[Source extract — start]

Instead, deliver the muscle without the fat. Use simple charts and overheads (25 words or less per overhead) to support and outline the basics as you begin to cover the essential details. More complex details, charts, statistics, and information can be provided sparingly during the presentation and afterward using handouts.

Answer questions

Leave time at the end for questions. It gives you the opportunity to get a feel for your audience's level of understanding, and provides you with a chance to clarify and provide additional details. Remember, the degree to which your audience is able to understand technically complex material depends largely on how you communicate what you know. These five steps enable you to clearly and succinctly present basic concepts, focus on essential details, and clear up any confusion through questions and group interaction.

Sidebar: Do you have a story to tell?

by George Swartz, CSP

I have an exercise that I use during forklift training seminars called, "Everyone has a forklift story." I start in the corner of the room and ask each student to relate a significant forklift event or injury to the class that occurred at their warehouse, plant, or construction site. These stories provide the foundation for the subject of forklift safety.

In general, the use of personal anecdotes is an effective way to get your employees involved in a training program. Right from the start you've created a heightened awareness of the hazards in your workplace relating to the training topic. Using personal experiences and getting your students talking at the outset is a way to grab their attention. Compare that to the effect of a lecturing instructor trying to paint a picture of the dangers. I've seen the impact of reality evident on students' faces as their peers relate incidents.

Telling examples

Here are a few real-world stories told by students in forklift training sessions. They were either derived from incidents that occurred in their facility or taken from accounts in trade journals.
  • In a warehouse, a member of management began to escort two female applicants through the building. A lift truck going too fast for conditions struck both of the visitors. One was killed and the other suffered serious injuries that kept her hospitalized for months. The operator was new and had not been given any formal training.

[Source extract — finish]
[Provided material — start]

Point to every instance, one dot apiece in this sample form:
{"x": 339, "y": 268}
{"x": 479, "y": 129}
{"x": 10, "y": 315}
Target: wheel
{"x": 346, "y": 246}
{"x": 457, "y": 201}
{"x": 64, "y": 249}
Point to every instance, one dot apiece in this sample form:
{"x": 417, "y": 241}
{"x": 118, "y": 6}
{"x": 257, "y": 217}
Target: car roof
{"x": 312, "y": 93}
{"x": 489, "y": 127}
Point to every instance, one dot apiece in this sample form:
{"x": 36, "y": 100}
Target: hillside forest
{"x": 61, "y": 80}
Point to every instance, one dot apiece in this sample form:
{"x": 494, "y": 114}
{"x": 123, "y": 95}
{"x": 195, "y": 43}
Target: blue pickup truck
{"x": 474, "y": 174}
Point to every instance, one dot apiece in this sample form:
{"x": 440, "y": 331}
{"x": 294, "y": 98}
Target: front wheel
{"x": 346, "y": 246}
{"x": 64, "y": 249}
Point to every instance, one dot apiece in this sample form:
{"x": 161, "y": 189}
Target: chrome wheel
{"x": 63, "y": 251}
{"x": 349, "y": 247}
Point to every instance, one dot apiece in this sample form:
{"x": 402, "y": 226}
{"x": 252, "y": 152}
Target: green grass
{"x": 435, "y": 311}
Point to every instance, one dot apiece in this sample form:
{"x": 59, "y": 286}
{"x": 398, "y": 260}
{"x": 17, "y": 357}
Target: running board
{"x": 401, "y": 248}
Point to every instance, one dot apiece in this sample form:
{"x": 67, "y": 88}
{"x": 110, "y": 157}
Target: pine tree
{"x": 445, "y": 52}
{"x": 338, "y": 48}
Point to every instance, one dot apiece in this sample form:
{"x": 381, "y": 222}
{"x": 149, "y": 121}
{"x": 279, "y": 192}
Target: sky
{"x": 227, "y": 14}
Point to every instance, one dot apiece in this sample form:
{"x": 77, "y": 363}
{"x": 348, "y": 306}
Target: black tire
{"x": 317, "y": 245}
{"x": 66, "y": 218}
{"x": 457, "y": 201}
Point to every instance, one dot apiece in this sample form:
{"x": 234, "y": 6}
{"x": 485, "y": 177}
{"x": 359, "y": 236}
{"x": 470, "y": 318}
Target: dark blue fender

[Provided material — finish]

__Required actions__
**1.** Can you reproduce word for word everything in the safety training article from "Telling examples" down to "any formal training."?
**2.** Do these statements agree with the safety training article? Answer each with yes or no and quote the deciding words.
(a) Overheads should hold 25 words or fewer each.
(b) In the forklift story exercise, the instructor begins with students in the middle of the room.
(c) The lift truck operator in the warehouse incident had received formal training.
**3.** What comes next in the safety training article? Continue it after its last sentence.
The listing comes from a source separate from the safety training article.

__Answers for each item__
**1.**
Telling examples

Here are a few real-world stories told by students in forklift training sessions. They were either derived from incidents that occurred in their facility or taken from accounts in trade journals.
  • In a warehouse, a member of management began to escort two female applicants through the building. A lift truck going too fast for conditions struck both of the visitors. One was killed and the other suffered serious injuries that kept her hospitalized for months. The operator was new and had not been given any formal training.

**2.**
(a) Yes: "25 words or less per overhead"
(b) No: "I start in the corner of the room"
(c) No: "had not been given any formal training"

**3.**
  • An ex-Navy veteran related a story of two of his shipmates who were seriously injured while working on an elevated platform in a large compartment of the ship. While working from the platform, which was more than 20 feet in the air, the ship hit a large wave and the forklift and cage tipped over spilling both seamen onto a metal floor.
  • A lift truck operator was carrying a double load of palletized material and could not see around it. Rather than operating in reverse, he leaned his head out of the left side of the truck and drove into a metal door frame. He suffered fatal injuries to his head.


Driving the points home

You can follow up on personal accounts like these by pointing out broader statistics to drive home the threat of hazards. In the case of forklift safety, you can make the point that these stories are only a sampling of the thousands of industrial powered truck incidents that occur each day. There are more than one million powered industrial trucks in the workplace with more than 1,250,000 operators - many of these operators have never received formal training. OSHA's new operator training standard (1910.178(1)) will hopefully reduce the 100 fatalities and 95,000 injuries that occur each year.

Whether the topic is forklift safety or numerous other issues, when operators and supervisors are not trained to recognize unsafe conditions or behaviors, injuries will usually occur. I encourage you to tell stories as a part of your training to remind everyone that the hazards are real and there may be consequences for non-compliance with safe operating rules.

George Swartz, CSP, has been the director of safety for Midas International for 22 years. He serves as the vice president of the Business and Industry Division of the National Safety Council and is also on the Council's Board of Directors. Swartz has authored two books - Forklift Safety, 2nd Edition and Warehouse Safety - both published by Government Institutes of Rockville, MD.